***** Extrait du texte *****

ZALANDO : ET SI C’ÉTAIT UN MAL POUR UN BIEN ?

Il n’est pas dans mes habitudes d’exprimer mon opinion sur les dossiers en cours, les dossiers réussis ou ceux qui nous ont échappés. Toutefois, l’émoi provoqué par la décision de Zalando de ne pas s’installer en Wallonie est tel qu’il me semble indispensable de prendre du recul et d’analyser la situation en tentant d’en tirer les principales leçons.

Quels enseignements pouvons-nous tirer de ce cas ?

Tout d’abord, l’accueil des investisseurs en Wallonie fonctionne bien voire même très bien. Pendant deux ans, l’AWEX et l’IDEA ont mené un travail remarquable et de fond permettant d’activer toutes les ressources locales et régionales afin de lever un à un les écueils qui se présentaient sur le chemin. Nous devons donc tirer un grand coup de chapeau aux personnes (elles se reconnaîtront) qui se sont investies dans ce dossier.

*****

Exercice court A:
Les affirmations suivantes concordent-elles avec l'extrait sur Zalando ? Répondez par oui ou par non, en citant textuellement les mots décisifs.
(i) L'auteur a l'habitude de donner son opinion sur les dossiers en cours.
(ii) L'AWEX et l'IDEA ont travaillé sur le dossier pendant deux ans.
(iii) Selon l'auteur, l'accueil des investisseurs en Wallonie fonctionne mal.
Exercice court B: D'après l'extrait sur Zalando, quelle décision de l'entreprise a provoqué l'émoi ?
Les lignes ne jouent ici aucun rôle.

***** Données fournies *****

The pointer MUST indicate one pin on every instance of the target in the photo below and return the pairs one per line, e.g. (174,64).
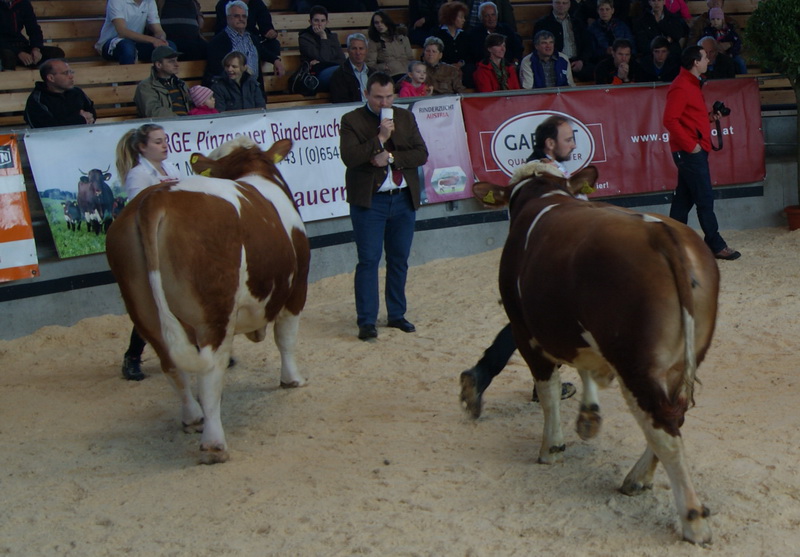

*****

Réponse complète A:
(i) Non : « Il n’est pas dans mes habitudes d’exprimer mon opinion sur les dossiers en cours »
(ii) Oui : « Pendant deux ans, l’AWEX et l’IDEA ont mené un travail remarquable et de fond »
(iii) Non : « l’accueil des investisseurs en Wallonie fonctionne bien voire même très bien »

Réponse complète B: La décision de ne pas s'installer en Wallonie.